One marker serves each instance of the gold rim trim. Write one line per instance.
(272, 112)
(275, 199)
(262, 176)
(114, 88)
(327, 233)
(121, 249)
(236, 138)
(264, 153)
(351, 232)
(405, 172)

...

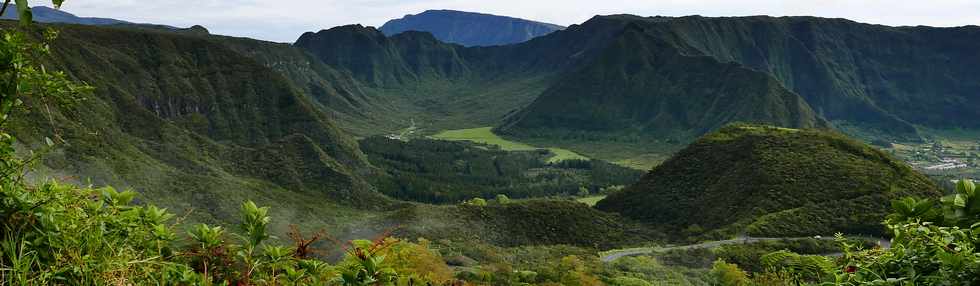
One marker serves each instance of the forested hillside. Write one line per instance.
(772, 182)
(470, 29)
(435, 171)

==

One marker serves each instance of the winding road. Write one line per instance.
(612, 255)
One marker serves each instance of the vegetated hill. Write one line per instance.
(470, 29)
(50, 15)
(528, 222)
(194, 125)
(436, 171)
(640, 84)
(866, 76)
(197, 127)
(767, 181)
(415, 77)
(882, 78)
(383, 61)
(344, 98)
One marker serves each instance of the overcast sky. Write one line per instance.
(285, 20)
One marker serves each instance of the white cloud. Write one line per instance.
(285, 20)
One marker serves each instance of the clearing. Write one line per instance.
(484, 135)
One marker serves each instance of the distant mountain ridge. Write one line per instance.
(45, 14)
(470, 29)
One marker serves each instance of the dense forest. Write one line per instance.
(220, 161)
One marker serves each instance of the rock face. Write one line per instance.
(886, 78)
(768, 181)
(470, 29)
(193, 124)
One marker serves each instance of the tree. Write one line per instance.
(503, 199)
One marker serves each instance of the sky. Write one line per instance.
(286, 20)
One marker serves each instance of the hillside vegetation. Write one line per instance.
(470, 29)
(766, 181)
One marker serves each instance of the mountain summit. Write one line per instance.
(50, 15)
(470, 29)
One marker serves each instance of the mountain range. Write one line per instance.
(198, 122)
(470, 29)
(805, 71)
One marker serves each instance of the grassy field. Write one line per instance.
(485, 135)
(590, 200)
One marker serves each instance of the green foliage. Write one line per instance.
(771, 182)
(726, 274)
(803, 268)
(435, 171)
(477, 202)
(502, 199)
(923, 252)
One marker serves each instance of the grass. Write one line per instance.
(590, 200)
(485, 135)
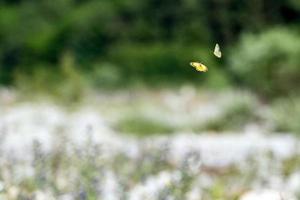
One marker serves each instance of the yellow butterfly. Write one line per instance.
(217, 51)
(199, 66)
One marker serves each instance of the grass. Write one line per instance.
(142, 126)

- [Aim of the task]:
Gather every line of the records that contains the word "hillside". Letter case matters.

- [Response to this exercise]:
One marker serves each instance of the forested hillside. Write one line per instance.
One marker serves each instance of the hillside vegetation. Write one line per instance.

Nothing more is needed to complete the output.